* **Records to use**:

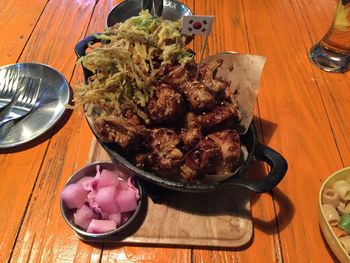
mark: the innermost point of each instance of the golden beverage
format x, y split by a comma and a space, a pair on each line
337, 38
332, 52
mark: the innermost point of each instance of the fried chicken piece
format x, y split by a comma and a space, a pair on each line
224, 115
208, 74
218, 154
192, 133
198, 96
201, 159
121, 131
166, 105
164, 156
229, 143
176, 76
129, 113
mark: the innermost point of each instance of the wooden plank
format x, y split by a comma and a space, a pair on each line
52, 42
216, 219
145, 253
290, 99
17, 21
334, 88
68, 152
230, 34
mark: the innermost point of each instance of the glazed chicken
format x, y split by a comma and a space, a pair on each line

==

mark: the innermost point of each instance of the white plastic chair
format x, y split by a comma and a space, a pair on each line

==

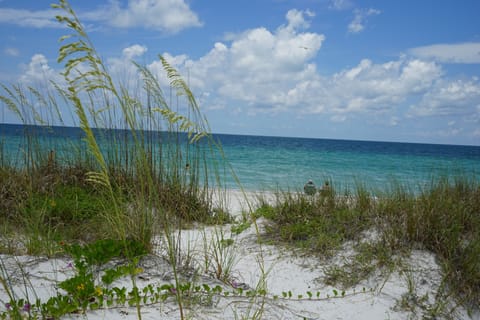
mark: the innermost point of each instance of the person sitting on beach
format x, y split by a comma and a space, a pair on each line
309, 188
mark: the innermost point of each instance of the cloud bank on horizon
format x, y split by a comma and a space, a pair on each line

* **Task statement**:
Read through the entries, then copy every line where the string "point" is found.

* **Response**:
mark: the innermost point of each instance of the golden beverage
mark: the innermost point of each instance of the fried chicken piece
mark: the innermost point of each instance of the wooden plank
mark: the innermost point of each instance of the glazed chicken
mark: the innermost point of each instance of the white plastic chair
mark: the innermost point of each instance of the person sitting on beach
mark: the innermost point of each instance of the cloud bank on horizon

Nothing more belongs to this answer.